### Directive:
Reproduce every entry exactly as shown.

### Entries:
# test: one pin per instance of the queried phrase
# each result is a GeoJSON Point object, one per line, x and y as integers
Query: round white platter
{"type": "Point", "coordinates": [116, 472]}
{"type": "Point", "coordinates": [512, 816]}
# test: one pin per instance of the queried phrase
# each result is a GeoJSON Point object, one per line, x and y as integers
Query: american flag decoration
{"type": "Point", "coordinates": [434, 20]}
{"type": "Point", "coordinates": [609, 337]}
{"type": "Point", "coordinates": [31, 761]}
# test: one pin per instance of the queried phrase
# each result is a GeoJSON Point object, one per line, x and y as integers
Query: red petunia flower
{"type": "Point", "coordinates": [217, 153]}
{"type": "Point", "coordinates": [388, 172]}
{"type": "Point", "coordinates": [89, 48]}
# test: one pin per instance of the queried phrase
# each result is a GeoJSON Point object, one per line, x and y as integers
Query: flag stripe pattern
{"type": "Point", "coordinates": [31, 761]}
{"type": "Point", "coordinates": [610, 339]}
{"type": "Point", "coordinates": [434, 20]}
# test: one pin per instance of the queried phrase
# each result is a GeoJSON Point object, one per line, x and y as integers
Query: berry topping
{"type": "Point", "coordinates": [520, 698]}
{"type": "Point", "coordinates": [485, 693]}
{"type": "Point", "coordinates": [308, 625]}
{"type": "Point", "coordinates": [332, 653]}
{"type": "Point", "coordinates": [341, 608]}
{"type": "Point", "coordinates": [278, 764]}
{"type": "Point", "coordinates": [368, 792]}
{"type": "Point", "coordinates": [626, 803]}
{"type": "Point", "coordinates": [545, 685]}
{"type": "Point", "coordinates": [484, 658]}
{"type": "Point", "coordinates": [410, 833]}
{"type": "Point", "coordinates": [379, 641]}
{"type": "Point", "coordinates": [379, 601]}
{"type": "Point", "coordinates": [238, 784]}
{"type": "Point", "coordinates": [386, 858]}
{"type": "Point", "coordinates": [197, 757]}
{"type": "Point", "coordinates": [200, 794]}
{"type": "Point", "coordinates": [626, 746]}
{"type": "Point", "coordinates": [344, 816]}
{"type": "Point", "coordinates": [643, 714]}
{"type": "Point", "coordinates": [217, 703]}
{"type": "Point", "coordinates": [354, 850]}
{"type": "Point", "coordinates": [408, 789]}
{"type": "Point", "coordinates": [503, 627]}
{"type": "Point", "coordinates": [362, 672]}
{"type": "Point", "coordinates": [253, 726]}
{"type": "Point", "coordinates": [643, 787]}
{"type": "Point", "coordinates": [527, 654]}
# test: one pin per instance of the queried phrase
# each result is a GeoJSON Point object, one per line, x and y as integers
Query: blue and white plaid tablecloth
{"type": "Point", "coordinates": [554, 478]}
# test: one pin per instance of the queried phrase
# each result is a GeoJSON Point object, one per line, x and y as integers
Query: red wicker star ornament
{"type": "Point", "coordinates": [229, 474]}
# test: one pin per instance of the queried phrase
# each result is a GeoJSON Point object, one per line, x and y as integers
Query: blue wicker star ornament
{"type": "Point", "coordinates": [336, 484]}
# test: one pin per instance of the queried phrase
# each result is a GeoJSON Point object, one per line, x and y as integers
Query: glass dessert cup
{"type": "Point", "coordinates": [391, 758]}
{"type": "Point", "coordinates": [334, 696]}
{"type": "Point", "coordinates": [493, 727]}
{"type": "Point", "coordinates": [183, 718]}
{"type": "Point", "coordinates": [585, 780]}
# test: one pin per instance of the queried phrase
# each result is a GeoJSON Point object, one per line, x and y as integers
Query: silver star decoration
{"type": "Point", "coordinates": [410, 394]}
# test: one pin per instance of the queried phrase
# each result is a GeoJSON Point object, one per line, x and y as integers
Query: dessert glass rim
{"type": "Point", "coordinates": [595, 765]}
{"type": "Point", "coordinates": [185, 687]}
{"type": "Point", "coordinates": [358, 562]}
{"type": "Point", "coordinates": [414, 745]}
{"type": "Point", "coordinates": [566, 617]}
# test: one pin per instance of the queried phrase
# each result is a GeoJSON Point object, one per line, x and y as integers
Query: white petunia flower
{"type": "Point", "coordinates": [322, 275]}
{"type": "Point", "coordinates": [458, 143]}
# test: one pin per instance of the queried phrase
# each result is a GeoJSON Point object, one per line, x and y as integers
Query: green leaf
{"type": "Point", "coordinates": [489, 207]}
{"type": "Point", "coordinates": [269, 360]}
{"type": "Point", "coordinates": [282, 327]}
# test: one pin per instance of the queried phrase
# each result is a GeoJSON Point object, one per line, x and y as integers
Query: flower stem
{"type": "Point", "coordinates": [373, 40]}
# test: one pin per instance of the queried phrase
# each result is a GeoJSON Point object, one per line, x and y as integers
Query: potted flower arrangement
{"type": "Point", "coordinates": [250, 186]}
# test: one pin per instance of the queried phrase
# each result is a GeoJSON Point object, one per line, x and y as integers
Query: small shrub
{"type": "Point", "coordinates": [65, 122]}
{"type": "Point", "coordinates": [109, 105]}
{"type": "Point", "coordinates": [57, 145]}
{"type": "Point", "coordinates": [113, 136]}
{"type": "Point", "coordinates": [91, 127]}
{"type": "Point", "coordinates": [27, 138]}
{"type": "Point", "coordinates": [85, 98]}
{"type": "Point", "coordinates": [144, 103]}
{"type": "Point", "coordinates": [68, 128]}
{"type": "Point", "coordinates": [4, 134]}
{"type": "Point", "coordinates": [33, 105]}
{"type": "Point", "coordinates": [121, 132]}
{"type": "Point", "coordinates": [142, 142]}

### The completed task:
# test: one pin per instance of the queried phrase
# each result is a GeoJSON Point object, one per line, x and y as integers
Query: round white platter
{"type": "Point", "coordinates": [116, 472]}
{"type": "Point", "coordinates": [512, 816]}
# test: one pin per instance of the queried phrase
# each result is a GeoJSON Point object, one per line, x and y as integers
Query: american flag decoration
{"type": "Point", "coordinates": [434, 20]}
{"type": "Point", "coordinates": [609, 337]}
{"type": "Point", "coordinates": [31, 761]}
# test: one pin per instance of the queried phrase
# each result is a GeoJSON Point object, one per line, x and y as integers
Query: red petunia flower
{"type": "Point", "coordinates": [217, 153]}
{"type": "Point", "coordinates": [388, 172]}
{"type": "Point", "coordinates": [89, 48]}
# test: one pin per instance of the queried phrase
# each result is a GeoJSON Point object, one per line, x and y as integers
Query: flag stripe pattern
{"type": "Point", "coordinates": [31, 761]}
{"type": "Point", "coordinates": [610, 339]}
{"type": "Point", "coordinates": [434, 20]}
# test: one pin per instance of the queried phrase
# each result is a GeoJSON Point object, one per line, x and y as integers
Query: berry topping
{"type": "Point", "coordinates": [520, 698]}
{"type": "Point", "coordinates": [485, 693]}
{"type": "Point", "coordinates": [308, 625]}
{"type": "Point", "coordinates": [332, 653]}
{"type": "Point", "coordinates": [341, 608]}
{"type": "Point", "coordinates": [278, 764]}
{"type": "Point", "coordinates": [368, 792]}
{"type": "Point", "coordinates": [626, 803]}
{"type": "Point", "coordinates": [545, 685]}
{"type": "Point", "coordinates": [484, 658]}
{"type": "Point", "coordinates": [410, 833]}
{"type": "Point", "coordinates": [379, 641]}
{"type": "Point", "coordinates": [379, 601]}
{"type": "Point", "coordinates": [238, 784]}
{"type": "Point", "coordinates": [386, 858]}
{"type": "Point", "coordinates": [197, 757]}
{"type": "Point", "coordinates": [200, 794]}
{"type": "Point", "coordinates": [626, 746]}
{"type": "Point", "coordinates": [344, 816]}
{"type": "Point", "coordinates": [643, 714]}
{"type": "Point", "coordinates": [217, 703]}
{"type": "Point", "coordinates": [354, 850]}
{"type": "Point", "coordinates": [408, 789]}
{"type": "Point", "coordinates": [503, 627]}
{"type": "Point", "coordinates": [362, 672]}
{"type": "Point", "coordinates": [253, 726]}
{"type": "Point", "coordinates": [643, 787]}
{"type": "Point", "coordinates": [527, 654]}
# test: one pin per instance of the queried phrase
# each result is a GeoJSON Point object, one per line, x and y as integers
Query: blue and white plaid tablecloth
{"type": "Point", "coordinates": [554, 478]}
# test: one pin per instance of the queried phrase
# each result is a GeoJSON Point object, one per line, x and y as integers
Query: red wicker star ornament
{"type": "Point", "coordinates": [229, 474]}
# test: one pin per instance of the queried phrase
# each result is a GeoJSON Point object, one per line, x and y as integers
Query: blue wicker star ornament
{"type": "Point", "coordinates": [336, 484]}
# test: one pin per instance of the queried phrase
# each result is a GeoJSON Point object, one per line, x and y as integers
Query: glass dessert cup
{"type": "Point", "coordinates": [391, 758]}
{"type": "Point", "coordinates": [334, 696]}
{"type": "Point", "coordinates": [493, 727]}
{"type": "Point", "coordinates": [183, 718]}
{"type": "Point", "coordinates": [585, 780]}
# test: one pin per instance of the queried phrase
# each result is a GeoJSON Point object, one per line, x and y as integers
Query: silver star decoration
{"type": "Point", "coordinates": [410, 394]}
# test: one pin per instance of the queried phrase
# each result is a GeoJSON Point object, one per line, x and y as integers
Query: dessert glass rim
{"type": "Point", "coordinates": [595, 765]}
{"type": "Point", "coordinates": [185, 687]}
{"type": "Point", "coordinates": [358, 562]}
{"type": "Point", "coordinates": [414, 745]}
{"type": "Point", "coordinates": [566, 617]}
# test: one pin per instance of the queried phrase
# each result is a GeoJSON Point object, one per line, x and y as integers
Query: white petunia flower
{"type": "Point", "coordinates": [322, 275]}
{"type": "Point", "coordinates": [458, 143]}
# test: one pin per instance of the queried phrase
# each result is a GeoJSON Point object, one per line, x and y as integers
Query: green leaf
{"type": "Point", "coordinates": [489, 207]}
{"type": "Point", "coordinates": [269, 360]}
{"type": "Point", "coordinates": [282, 327]}
# test: one pin per instance of the queried phrase
# each result is a GeoJSON Point object, one per line, x and y as integers
Query: flower stem
{"type": "Point", "coordinates": [373, 40]}
# test: one pin per instance of the queried phrase
# each result is a GeoJSON Point object, one per line, x and y as integers
Query: potted flower arrangement
{"type": "Point", "coordinates": [250, 186]}
# test: one pin per instance of the queried phrase
# each result is a GeoJSON Point object, one per line, x and y as integers
Query: small shrub
{"type": "Point", "coordinates": [65, 122]}
{"type": "Point", "coordinates": [109, 105]}
{"type": "Point", "coordinates": [57, 145]}
{"type": "Point", "coordinates": [113, 136]}
{"type": "Point", "coordinates": [91, 127]}
{"type": "Point", "coordinates": [27, 138]}
{"type": "Point", "coordinates": [85, 98]}
{"type": "Point", "coordinates": [144, 103]}
{"type": "Point", "coordinates": [68, 128]}
{"type": "Point", "coordinates": [4, 134]}
{"type": "Point", "coordinates": [33, 105]}
{"type": "Point", "coordinates": [121, 132]}
{"type": "Point", "coordinates": [142, 142]}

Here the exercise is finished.